GIVEN PROBLEM ->
Transcribe the rows below word for word, keeping every line and number unchanged.

(Point-based annotation data)
+ + + + + + +
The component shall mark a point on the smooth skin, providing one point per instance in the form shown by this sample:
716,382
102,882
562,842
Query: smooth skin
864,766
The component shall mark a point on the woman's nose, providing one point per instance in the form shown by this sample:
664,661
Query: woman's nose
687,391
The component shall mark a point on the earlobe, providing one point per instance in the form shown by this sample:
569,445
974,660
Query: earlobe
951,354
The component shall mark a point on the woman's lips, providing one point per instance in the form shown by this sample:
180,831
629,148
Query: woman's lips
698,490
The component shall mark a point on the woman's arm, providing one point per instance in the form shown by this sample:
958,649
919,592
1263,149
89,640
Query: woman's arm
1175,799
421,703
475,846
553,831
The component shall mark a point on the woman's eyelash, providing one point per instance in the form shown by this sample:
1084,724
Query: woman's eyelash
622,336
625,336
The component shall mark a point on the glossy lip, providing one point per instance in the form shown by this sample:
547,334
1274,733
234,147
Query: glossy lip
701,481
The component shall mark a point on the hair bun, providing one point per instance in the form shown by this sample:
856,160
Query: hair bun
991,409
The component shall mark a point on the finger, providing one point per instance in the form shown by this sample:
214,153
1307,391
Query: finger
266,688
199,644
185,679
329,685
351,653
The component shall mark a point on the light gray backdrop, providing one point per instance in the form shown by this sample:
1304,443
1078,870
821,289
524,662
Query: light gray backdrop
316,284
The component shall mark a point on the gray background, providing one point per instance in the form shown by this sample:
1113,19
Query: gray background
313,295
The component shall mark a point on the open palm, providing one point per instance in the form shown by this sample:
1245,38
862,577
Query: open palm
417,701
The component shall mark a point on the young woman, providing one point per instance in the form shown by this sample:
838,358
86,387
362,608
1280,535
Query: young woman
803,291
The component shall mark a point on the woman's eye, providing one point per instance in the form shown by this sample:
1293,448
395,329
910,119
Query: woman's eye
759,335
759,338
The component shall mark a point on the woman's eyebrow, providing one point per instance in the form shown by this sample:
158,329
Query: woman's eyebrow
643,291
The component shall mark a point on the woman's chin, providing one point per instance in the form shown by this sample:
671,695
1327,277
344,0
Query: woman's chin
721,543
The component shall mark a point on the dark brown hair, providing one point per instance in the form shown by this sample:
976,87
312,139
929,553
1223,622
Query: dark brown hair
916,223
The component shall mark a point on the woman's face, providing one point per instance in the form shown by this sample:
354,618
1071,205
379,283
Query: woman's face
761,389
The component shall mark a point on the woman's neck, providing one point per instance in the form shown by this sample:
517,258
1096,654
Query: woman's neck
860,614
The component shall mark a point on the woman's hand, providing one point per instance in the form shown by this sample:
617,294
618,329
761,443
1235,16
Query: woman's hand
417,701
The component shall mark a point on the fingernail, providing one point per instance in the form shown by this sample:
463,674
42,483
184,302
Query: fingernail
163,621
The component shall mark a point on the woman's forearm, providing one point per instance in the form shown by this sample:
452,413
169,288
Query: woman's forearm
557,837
+ + + + + + +
OUTPUT OF THE EXERCISE ->
The component shall mark a point on the smooth skin, providing one point per instance in the form shown by this sample:
716,382
102,882
562,842
Query: smooth skin
864,766
The component shall mark a point on the woman's nose, providing one point per instance in the form shown by this sample:
664,661
Query: woman's nose
687,391
The component shall mark a point on the earlobe, providing one point per instance in the form shown by this sample:
569,445
974,660
Query: earlobe
951,354
The component shall mark a point on the woman's lips, providing one point per instance in the form shown by this sample:
180,831
629,148
Query: woman's lips
698,490
The component shall mark a point on the woman's arm, providing one point per instance in the form shown by this sample:
958,649
919,592
1263,149
89,640
Query: woman's arm
1175,799
421,703
475,846
553,831
The component shall mark a point on the woman's eyelash, providing one point per instance in the form shown by this sample:
1084,724
Query: woman's eyelash
622,336
625,336
The component shall mark a point on the glossy lip, providing one point per instance in the form shown by this sample:
547,334
1274,733
234,147
Query: glossy lip
701,481
The component shall mark a point on the hair bun, providing one point per instance in the form shown by this sample:
856,160
Query: hair bun
991,409
The component shall mark a point on the finger, providing one point per instance in the form shown by this sample:
214,153
1307,391
Query: finger
266,688
199,644
185,679
329,685
351,653
The component shall mark a point on the light gray backdrop, providing one point per instance in the form shown by this sample:
1304,443
1078,870
821,289
524,662
Query: light gray backdrop
316,284
The component shall mark a point on the gray background, providing one point per instance in the form shown by this sample:
1113,19
Query: gray background
313,295
The component shall mark a point on the open palm, providing one point per instance in the form shown by this sample:
1245,38
862,577
Query: open palm
417,701
The component shall mark a point on the young woman, providing one point per instance in the form shown by this sample:
838,358
86,387
362,608
1280,535
Query: young woman
803,291
The component shall mark a point on the woman's eye, providing one point per instance in the form shown by this sample:
1293,448
395,329
910,119
Query: woman's eye
759,335
759,338
The component shall mark a point on the woman's eyebrow, providing one point per instance in the form shown by this sample:
158,329
Query: woman's eyebrow
643,291
The component shall mark a point on the woman's chin, providing one point per instance in the form shown by this sample:
671,695
1327,277
344,0
Query: woman's chin
721,543
The component shall mark a point on the dark brown hair, providing one point per instance in the form shown by this sample:
976,87
312,139
929,553
1223,622
Query: dark brown hair
916,223
The component shall mark a point on the woman's face, providing one point per instance in the form shown by this sample:
354,618
1071,205
379,283
Query: woman's face
761,389
The component shall mark a point on the woman's neck, providing one point per instance in the form shown by this sample:
517,258
1096,654
Query: woman's neck
860,614
The component shall mark a point on the woman's hand, providing one point per instance in the form shown by this sample:
617,294
618,329
761,443
1235,16
Query: woman's hand
417,701
The component shall mark a point on the fingernail, providing one point per instance in the form shown by this sample:
463,674
42,483
184,302
Query: fingernail
163,621
The component shall mark a point on the woman's forearm, providing one point per instance in the form shown by this sample:
452,413
169,288
Query: woman's forearm
557,837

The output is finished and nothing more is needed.